About this task: The data below holds the lines to copy: everything from the line containing "positive clicks: (216, 164) (196, 169)" to the line containing "box: [242, 179, 305, 260]", both ends included, set down exactly.

Source data:
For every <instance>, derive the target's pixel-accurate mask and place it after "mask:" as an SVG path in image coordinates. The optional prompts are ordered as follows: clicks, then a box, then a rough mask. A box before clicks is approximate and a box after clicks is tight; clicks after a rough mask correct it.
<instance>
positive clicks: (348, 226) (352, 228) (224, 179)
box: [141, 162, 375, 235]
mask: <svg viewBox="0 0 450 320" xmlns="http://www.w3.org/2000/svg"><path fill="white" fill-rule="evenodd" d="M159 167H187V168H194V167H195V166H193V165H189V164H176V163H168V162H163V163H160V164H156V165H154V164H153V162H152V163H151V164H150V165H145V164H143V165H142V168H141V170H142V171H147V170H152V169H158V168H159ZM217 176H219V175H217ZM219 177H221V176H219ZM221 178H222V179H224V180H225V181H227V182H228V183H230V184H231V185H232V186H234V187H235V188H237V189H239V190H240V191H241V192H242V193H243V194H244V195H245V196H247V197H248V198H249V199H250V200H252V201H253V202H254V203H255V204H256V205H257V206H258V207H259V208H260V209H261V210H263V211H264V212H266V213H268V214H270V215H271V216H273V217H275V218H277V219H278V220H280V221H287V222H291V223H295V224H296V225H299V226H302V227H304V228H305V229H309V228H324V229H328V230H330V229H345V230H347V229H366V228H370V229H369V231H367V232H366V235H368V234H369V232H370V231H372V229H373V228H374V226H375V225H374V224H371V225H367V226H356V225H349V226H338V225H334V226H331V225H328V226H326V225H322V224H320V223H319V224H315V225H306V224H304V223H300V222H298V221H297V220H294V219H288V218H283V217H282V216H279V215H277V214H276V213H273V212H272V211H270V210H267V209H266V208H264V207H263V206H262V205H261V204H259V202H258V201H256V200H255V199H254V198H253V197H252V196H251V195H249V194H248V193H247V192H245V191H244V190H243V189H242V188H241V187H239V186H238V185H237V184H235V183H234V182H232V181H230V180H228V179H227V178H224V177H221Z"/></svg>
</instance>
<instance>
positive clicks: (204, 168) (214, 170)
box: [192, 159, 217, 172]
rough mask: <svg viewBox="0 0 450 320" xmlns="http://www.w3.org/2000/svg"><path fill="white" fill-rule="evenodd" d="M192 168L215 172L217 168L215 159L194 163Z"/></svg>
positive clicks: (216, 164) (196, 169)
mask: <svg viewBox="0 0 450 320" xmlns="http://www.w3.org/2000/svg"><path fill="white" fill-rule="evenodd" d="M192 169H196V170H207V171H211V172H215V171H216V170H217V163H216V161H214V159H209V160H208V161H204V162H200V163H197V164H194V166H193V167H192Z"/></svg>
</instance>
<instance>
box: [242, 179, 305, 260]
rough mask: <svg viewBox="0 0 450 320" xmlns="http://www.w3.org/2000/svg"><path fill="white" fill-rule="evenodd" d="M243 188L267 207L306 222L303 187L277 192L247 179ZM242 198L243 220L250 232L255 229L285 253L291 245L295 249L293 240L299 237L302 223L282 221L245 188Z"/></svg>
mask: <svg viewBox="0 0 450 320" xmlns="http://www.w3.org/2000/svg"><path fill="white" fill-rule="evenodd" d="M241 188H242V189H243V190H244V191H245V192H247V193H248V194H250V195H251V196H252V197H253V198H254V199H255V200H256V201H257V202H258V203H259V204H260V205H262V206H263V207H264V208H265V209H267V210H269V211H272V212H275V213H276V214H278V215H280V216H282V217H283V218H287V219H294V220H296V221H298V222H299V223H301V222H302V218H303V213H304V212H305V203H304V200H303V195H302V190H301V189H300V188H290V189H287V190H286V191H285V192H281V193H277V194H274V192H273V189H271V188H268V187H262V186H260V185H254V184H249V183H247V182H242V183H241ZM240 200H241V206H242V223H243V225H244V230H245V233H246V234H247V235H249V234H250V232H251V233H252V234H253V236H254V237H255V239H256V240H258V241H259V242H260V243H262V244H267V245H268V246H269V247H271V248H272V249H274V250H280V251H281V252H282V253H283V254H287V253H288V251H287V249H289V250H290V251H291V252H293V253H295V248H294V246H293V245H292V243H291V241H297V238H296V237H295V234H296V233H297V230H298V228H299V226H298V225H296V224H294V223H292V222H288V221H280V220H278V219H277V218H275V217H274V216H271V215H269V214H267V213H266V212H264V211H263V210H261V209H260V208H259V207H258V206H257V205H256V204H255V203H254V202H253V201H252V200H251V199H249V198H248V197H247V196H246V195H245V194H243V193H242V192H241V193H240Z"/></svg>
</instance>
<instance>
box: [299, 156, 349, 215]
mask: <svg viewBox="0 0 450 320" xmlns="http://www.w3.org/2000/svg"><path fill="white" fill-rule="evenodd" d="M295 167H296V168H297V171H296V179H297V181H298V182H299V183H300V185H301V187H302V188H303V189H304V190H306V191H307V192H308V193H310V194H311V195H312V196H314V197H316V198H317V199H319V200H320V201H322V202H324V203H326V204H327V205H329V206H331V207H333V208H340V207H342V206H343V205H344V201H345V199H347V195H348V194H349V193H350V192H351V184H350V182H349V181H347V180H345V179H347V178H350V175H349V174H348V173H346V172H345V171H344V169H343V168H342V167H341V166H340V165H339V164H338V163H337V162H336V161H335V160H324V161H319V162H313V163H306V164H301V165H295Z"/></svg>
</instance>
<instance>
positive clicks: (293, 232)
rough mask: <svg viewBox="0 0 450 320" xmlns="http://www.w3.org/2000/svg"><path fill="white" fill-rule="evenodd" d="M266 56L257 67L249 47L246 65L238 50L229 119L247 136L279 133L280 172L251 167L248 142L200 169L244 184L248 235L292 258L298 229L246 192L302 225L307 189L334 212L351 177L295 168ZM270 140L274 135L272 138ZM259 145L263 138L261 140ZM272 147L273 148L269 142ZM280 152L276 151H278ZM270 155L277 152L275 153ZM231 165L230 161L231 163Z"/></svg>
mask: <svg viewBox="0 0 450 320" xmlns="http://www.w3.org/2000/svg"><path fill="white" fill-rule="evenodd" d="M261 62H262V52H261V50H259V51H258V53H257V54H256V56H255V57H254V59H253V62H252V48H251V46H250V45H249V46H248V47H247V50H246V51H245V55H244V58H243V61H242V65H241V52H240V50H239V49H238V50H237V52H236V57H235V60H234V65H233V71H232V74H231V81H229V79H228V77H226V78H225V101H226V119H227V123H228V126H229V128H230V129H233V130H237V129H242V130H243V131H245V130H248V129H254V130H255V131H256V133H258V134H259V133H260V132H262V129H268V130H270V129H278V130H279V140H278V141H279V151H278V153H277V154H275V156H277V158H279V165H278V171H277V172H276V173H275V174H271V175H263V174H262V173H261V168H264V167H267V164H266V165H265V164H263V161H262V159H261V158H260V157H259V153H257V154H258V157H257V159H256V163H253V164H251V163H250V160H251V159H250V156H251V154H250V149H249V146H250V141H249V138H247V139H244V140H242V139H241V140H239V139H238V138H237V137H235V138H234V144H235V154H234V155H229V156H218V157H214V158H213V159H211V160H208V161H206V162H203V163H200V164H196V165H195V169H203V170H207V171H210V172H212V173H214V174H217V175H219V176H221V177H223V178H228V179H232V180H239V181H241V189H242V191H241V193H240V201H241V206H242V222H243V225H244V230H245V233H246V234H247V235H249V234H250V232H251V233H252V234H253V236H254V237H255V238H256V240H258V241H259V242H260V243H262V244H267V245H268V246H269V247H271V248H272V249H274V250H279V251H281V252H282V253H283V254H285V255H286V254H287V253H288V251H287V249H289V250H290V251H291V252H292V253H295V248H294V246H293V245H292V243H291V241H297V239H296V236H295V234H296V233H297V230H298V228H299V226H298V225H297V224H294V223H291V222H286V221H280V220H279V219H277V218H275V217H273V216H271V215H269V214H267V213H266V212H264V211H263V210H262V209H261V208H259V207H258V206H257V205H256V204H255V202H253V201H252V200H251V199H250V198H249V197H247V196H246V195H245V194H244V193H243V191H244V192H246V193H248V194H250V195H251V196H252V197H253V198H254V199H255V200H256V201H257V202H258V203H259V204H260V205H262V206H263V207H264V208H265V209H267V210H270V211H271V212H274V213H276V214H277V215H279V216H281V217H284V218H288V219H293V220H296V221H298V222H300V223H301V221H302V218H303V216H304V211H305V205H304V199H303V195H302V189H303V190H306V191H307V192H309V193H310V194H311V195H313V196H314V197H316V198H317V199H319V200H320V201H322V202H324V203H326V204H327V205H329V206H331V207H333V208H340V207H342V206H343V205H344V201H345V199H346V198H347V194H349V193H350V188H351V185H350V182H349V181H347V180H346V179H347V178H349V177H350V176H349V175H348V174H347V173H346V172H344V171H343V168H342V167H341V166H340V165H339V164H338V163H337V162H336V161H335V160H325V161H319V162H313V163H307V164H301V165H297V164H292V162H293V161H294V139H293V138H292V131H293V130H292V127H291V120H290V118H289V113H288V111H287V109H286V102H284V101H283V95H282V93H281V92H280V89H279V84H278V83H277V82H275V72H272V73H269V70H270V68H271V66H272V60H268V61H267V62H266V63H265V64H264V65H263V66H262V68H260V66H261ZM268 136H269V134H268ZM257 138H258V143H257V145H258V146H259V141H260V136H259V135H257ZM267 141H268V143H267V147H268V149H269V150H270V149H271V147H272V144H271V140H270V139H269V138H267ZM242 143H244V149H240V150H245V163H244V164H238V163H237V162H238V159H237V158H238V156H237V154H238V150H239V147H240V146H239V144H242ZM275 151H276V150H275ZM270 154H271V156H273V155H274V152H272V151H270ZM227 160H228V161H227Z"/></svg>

Your response:
positive clicks: (216, 164) (196, 169)
mask: <svg viewBox="0 0 450 320" xmlns="http://www.w3.org/2000/svg"><path fill="white" fill-rule="evenodd" d="M192 169H196V170H207V171H211V172H215V171H216V170H217V163H216V161H214V159H209V160H208V161H204V162H200V163H197V164H194V166H193V167H192Z"/></svg>
</instance>
<instance>
box: [242, 179, 305, 260]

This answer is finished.